Returning to FIGS. 1 and 6, regardless of the technology employed by the rangefinder 34 for measuring or detecting a line of sight distance from a user holding the rangefinder 34 to a target, the processor(s) 200 operates (or is programmed to provide the functions of) a user profile module 300. The user profile module 300 is configured to receive and store user-specific information, for example a received user data set (e.g., FIGS. 1 and 6 reflect the user data set 110, otherwise generated by the remote server 32, as having been delivered to, and saved by, the rangefinder 34) and facilitate various operations or functions based upon the stored user information. For example, the processor(s) 200 is programmed to generate user-specific shot information from the user data set 110 based upon a determined line of sight distance from a current position of the user and a selected target, and based upon one or more measured or determined current conditions that might otherwise affect advancement of the golf ball. The so-generated user-specific shot information can then be displayed to the user via the display assembly 212.

EXERCISE INSTRUCTIONS:
Write the next part of the golf rangefinder passage, picking up after its final sentence. The data that follows has no connection to the rangefinder passage.

INFORMATION SUPPLIED:
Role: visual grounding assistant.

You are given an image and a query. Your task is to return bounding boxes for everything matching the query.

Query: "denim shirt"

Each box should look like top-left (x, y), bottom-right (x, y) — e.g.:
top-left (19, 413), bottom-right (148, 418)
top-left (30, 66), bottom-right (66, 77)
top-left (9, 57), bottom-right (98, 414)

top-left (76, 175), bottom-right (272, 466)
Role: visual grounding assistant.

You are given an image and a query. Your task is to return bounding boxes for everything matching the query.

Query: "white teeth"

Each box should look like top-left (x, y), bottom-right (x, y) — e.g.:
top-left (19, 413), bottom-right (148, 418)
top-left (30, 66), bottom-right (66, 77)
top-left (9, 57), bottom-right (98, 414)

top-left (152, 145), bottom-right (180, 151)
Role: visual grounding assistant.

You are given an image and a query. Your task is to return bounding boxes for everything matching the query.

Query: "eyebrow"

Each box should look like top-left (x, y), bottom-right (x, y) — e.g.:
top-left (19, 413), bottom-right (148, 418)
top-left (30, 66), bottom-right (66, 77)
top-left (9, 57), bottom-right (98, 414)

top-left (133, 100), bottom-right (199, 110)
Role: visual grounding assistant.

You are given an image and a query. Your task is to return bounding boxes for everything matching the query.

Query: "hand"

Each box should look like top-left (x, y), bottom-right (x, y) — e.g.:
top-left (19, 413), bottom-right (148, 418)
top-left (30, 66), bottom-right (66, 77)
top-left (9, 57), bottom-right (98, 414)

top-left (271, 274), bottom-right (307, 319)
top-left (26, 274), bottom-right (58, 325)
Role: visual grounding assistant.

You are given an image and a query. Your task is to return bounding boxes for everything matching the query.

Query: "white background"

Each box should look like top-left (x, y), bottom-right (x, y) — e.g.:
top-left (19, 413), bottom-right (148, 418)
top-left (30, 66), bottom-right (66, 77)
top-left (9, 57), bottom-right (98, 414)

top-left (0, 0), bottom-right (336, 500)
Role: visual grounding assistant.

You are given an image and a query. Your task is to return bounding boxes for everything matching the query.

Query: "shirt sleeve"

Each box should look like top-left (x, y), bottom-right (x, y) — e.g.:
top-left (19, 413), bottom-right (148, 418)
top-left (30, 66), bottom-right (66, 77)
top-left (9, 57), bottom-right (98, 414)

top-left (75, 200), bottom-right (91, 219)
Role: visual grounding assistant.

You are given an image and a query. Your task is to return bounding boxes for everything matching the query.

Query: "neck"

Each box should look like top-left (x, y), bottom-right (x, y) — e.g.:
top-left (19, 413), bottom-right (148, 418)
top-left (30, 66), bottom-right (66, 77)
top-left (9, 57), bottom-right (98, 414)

==

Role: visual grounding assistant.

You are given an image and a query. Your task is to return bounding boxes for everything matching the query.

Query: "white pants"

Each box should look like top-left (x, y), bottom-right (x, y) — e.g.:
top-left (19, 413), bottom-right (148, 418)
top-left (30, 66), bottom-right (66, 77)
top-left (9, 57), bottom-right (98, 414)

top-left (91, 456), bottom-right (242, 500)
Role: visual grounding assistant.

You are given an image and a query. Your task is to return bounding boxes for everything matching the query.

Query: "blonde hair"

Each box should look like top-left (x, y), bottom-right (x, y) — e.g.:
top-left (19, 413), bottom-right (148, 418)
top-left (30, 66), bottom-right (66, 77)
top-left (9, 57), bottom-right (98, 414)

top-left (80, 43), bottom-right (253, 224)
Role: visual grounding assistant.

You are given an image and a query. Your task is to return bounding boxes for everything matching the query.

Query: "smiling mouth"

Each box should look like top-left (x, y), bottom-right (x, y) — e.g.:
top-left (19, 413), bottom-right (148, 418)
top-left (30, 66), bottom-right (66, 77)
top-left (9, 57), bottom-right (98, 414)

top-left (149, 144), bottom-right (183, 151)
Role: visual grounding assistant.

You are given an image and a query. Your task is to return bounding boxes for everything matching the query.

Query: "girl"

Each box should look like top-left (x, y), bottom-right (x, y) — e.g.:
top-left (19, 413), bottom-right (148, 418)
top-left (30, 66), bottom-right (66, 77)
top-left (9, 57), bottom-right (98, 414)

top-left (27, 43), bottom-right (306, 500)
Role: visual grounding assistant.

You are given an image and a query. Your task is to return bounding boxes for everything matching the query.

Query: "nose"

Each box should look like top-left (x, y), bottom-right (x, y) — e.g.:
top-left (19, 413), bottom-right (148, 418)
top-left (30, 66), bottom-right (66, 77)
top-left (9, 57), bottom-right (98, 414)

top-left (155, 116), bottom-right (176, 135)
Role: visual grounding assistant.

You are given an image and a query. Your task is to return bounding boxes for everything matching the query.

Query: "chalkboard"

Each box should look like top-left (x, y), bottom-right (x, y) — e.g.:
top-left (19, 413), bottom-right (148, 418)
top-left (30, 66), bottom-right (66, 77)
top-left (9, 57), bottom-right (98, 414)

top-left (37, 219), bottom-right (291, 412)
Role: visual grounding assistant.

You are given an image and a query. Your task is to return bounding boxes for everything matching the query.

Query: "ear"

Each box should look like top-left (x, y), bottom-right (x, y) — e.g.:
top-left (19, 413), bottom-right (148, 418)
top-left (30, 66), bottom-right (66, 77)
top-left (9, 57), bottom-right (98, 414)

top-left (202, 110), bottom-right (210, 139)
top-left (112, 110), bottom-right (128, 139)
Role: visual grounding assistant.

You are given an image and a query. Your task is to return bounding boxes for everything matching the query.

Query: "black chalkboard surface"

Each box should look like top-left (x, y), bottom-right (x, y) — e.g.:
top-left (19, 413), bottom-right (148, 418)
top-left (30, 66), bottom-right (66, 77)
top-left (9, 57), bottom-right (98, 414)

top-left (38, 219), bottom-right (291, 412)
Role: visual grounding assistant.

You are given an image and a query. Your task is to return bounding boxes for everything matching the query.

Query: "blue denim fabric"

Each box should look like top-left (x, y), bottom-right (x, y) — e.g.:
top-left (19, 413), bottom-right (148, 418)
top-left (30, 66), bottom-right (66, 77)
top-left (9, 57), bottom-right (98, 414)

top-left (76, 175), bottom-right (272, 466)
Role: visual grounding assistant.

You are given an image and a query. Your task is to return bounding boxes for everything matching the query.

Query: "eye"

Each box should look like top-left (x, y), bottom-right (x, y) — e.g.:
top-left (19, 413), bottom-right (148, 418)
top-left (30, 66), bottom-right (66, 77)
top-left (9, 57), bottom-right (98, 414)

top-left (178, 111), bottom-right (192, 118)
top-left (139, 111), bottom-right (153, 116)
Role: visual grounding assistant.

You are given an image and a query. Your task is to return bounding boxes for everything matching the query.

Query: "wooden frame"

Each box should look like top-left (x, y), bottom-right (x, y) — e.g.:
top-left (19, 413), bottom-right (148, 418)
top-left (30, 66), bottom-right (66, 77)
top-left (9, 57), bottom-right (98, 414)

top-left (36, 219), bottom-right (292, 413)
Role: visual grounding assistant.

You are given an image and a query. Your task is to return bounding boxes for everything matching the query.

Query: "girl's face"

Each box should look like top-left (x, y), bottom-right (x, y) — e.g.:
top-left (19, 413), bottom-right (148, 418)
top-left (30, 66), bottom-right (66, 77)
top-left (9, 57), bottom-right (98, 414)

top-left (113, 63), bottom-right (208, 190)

WRITTEN RESPONSE:
In some embodiments, the user data set 110 provides at least one elevation table identifying at least the user's average or stock carry distance for each of the user's golf clubs at a known elevation such as sea level (e.g., the elevation table(s) 140 of FIG. 4) and at least one slope table identifying the user's slope adjustment factor(s) or similar data for each of the user's golf clubs. (e.g., the slope table 142 of FIG. 4). With these and similar embodiments, at a point in time corresponding to the user prompting the rangefinder 34 to “range” a target from a current position (e.g., a point in time where the user is preparing to perform a golf shot from the current position toward the target), the processor(s) 200 operates the range sensor 204 to determine a current line of sight distance from the current position to the target, operates the angle sensor 206 to determine a current slope or slope angle of the current position relative to the target, and operates the elevation-related sensor(s) 208 to determine a current elevation of the current position.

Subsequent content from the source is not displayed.